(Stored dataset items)
━━━━

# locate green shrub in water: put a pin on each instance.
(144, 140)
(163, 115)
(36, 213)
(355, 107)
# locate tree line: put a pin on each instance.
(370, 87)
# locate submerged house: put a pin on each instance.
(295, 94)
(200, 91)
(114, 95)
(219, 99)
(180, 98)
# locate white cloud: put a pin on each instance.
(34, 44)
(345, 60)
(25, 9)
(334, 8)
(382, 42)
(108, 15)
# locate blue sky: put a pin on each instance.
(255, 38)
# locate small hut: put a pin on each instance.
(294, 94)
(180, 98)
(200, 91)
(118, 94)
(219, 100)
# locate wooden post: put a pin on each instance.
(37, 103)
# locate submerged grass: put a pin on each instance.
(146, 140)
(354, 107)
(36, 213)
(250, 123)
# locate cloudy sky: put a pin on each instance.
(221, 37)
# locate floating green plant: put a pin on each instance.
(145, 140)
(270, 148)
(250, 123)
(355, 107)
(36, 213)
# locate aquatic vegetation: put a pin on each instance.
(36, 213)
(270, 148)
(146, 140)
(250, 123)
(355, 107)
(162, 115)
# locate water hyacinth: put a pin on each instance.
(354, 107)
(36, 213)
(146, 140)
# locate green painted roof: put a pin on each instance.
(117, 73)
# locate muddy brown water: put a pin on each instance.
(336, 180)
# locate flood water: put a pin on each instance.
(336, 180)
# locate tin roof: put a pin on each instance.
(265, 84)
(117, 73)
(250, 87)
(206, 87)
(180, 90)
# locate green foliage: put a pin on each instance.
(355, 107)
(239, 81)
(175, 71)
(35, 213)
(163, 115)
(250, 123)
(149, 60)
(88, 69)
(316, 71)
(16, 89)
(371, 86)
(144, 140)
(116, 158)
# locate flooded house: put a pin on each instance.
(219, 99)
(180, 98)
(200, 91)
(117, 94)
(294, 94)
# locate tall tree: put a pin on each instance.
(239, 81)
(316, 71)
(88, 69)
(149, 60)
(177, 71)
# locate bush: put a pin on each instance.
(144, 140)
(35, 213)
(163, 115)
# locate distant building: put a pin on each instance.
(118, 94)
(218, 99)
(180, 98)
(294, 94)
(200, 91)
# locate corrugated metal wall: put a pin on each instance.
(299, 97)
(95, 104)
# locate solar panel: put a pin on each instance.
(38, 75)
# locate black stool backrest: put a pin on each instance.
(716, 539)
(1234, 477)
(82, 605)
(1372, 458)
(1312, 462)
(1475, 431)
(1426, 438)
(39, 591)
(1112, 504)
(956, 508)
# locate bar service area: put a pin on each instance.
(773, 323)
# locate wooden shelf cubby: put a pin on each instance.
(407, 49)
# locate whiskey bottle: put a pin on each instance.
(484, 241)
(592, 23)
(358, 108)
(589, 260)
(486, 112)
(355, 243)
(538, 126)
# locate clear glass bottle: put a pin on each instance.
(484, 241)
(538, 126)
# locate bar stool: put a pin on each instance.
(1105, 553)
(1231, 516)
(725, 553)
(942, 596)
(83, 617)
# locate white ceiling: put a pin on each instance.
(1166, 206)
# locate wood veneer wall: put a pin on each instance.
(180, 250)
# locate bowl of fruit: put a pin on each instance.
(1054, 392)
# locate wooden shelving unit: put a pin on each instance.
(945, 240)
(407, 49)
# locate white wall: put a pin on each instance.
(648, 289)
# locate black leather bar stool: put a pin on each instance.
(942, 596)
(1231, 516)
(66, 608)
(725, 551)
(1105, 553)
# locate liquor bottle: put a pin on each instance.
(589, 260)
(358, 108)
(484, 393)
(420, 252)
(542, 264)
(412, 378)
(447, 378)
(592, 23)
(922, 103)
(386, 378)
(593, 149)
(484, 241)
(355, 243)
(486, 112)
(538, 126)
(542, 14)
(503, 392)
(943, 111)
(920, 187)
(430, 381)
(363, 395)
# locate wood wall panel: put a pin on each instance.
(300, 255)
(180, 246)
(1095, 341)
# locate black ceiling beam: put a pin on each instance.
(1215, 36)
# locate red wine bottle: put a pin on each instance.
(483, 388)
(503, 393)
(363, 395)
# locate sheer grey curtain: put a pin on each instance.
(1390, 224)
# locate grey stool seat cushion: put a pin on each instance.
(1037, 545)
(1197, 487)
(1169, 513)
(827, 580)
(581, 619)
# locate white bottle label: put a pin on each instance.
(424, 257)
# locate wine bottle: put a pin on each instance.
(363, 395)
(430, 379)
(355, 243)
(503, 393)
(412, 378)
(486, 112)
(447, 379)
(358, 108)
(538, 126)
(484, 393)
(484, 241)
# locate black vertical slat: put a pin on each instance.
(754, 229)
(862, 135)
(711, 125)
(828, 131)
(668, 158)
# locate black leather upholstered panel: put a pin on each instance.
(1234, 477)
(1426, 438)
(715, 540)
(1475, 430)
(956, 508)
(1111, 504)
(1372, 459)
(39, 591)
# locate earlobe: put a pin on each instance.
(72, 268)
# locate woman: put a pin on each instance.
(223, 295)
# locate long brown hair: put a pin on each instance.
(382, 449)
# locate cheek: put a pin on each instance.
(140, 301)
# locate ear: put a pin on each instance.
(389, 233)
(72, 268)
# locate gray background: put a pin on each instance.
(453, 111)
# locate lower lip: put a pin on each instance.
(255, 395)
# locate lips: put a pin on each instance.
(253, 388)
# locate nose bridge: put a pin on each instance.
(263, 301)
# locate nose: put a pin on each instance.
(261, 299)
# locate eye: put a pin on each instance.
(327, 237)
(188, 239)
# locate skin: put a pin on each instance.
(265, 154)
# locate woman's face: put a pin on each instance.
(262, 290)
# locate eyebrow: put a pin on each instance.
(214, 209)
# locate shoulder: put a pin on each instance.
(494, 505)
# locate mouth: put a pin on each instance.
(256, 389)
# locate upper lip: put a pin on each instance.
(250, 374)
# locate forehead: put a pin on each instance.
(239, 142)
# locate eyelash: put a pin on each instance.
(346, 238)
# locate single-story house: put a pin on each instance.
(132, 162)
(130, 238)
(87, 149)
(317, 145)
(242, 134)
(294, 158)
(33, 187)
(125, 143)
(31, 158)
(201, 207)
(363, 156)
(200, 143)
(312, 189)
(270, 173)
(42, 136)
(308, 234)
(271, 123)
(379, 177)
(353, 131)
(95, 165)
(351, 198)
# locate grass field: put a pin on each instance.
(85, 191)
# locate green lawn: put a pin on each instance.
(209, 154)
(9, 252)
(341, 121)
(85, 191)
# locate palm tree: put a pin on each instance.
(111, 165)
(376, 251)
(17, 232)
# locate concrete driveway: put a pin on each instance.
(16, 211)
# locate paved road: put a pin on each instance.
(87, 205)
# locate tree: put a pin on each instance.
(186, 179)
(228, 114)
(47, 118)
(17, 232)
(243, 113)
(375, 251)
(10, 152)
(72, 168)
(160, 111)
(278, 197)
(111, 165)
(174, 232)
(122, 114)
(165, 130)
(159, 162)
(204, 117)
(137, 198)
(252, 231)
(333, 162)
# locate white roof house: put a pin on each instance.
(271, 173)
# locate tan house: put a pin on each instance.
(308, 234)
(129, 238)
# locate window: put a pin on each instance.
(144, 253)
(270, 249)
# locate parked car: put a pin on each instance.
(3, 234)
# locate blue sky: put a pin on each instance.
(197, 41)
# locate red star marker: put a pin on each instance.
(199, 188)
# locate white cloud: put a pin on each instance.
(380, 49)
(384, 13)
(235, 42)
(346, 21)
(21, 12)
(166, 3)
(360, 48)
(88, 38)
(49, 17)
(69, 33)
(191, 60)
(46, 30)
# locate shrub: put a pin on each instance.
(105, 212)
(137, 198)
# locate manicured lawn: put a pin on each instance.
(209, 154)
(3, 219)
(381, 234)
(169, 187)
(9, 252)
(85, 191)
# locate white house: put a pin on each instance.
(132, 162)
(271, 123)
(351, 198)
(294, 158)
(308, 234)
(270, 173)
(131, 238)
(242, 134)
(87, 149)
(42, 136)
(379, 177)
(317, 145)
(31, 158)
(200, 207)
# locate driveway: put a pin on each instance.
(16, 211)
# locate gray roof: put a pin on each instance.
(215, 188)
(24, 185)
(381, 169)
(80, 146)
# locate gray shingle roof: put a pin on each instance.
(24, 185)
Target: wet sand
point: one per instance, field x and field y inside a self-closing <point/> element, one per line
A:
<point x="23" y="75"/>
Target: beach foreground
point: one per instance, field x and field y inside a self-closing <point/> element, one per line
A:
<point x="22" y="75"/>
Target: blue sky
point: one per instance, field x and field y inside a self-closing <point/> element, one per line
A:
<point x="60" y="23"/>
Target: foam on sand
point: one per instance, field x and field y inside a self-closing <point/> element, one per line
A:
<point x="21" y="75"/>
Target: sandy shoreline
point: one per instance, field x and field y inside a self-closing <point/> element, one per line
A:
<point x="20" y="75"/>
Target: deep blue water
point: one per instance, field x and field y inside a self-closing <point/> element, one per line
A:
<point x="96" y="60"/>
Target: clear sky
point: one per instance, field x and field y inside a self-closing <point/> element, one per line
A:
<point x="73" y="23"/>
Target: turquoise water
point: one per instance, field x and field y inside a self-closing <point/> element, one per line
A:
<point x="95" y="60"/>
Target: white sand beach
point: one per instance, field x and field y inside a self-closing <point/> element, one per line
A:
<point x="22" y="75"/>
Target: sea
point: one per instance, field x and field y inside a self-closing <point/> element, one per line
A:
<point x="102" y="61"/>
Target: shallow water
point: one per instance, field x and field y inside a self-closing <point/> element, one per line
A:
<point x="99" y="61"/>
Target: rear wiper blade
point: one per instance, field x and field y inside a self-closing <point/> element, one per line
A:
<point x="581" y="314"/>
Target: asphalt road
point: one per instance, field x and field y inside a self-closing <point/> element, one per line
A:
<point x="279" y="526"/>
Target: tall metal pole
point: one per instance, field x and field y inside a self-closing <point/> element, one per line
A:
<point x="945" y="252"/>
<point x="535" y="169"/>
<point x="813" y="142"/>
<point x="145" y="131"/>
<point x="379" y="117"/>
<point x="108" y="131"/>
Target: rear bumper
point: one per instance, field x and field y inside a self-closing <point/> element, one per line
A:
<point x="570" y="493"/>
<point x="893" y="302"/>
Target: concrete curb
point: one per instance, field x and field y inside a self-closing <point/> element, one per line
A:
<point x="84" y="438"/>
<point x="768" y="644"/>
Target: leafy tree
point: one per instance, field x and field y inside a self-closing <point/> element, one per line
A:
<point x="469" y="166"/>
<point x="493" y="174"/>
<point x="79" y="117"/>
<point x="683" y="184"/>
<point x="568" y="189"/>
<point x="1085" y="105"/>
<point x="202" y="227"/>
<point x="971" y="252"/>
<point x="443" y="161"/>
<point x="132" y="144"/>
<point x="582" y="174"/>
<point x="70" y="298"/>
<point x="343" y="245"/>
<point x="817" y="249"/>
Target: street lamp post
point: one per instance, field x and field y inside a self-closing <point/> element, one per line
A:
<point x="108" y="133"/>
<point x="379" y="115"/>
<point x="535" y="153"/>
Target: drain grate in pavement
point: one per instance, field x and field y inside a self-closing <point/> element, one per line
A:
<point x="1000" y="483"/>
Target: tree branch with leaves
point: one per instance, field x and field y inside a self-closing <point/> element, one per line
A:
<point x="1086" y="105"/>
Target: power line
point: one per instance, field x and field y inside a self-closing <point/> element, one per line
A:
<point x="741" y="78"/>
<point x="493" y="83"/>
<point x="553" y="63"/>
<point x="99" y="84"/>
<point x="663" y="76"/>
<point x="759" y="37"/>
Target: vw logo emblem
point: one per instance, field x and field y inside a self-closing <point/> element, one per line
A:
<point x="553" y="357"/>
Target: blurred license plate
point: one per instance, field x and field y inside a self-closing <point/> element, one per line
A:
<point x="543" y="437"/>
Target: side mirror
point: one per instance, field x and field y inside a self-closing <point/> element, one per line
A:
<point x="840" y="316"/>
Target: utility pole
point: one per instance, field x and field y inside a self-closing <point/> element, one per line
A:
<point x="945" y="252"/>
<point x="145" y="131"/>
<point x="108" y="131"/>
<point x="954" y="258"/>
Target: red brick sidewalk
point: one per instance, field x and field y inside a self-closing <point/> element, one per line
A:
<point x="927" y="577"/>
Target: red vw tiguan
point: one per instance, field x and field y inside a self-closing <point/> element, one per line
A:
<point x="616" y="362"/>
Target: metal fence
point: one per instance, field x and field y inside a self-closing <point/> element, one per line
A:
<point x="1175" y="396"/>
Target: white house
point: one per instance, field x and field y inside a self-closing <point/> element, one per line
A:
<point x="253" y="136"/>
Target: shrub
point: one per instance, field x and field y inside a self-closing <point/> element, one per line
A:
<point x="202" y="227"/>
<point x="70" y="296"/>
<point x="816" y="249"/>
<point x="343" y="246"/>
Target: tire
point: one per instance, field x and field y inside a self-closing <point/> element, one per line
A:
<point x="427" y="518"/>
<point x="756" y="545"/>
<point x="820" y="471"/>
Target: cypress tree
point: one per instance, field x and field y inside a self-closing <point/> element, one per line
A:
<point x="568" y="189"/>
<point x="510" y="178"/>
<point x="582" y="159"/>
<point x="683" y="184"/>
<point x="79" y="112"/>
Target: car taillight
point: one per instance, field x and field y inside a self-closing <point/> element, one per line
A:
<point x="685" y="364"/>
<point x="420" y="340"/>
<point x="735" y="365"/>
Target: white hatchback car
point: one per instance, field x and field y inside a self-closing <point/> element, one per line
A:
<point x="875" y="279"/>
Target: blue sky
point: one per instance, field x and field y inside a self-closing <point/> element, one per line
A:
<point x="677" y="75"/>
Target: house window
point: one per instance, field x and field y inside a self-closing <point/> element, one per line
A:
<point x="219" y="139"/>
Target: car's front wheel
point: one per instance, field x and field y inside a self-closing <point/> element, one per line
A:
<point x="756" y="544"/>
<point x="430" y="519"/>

━━━━

> Given problem
Copy only this span: the line that contains "Target: metal fence", the last line, and every line between them.

> Output
Target: metal fence
point: one per instance, field x and field y inside a self-closing <point/> element, one per line
A:
<point x="1175" y="396"/>
Target: white house
point: one per instance, field x and field y inside a self-closing <point/> element, one per line
A:
<point x="253" y="136"/>
Target: shrub
point: one per instance, field x and field y inside a self-closing <point/> element, one per line
A:
<point x="202" y="227"/>
<point x="70" y="296"/>
<point x="816" y="249"/>
<point x="343" y="246"/>
Target: tire
point: one per instance, field x and field y inside a self-closing <point/> element, one per line
A:
<point x="427" y="518"/>
<point x="756" y="545"/>
<point x="820" y="471"/>
Target: cypress tree
point: one per instance, field x and field y inside a self-closing <point/> element, one per line
A:
<point x="568" y="189"/>
<point x="510" y="178"/>
<point x="582" y="159"/>
<point x="683" y="184"/>
<point x="79" y="112"/>
Target: car taillight
point: one per instance, field x and field y inside a self-closing <point/> element, one per line
A:
<point x="685" y="364"/>
<point x="420" y="340"/>
<point x="735" y="365"/>
Target: white hatchback car
point: one per instance, field x and field y inside a self-closing <point/> element, one per line
A:
<point x="875" y="279"/>
Target: blue sky
point: one per instance, field x and field y inside a self-closing <point/> element, one per line
A:
<point x="677" y="75"/>
Target: house window
point: one per instance, field x and field y inside a self-closing <point/> element, one per line
A:
<point x="219" y="139"/>
Target: car's front wheel
point: one per instance, field x and field y inside a self-closing <point/> element, one per line
A:
<point x="756" y="544"/>
<point x="430" y="519"/>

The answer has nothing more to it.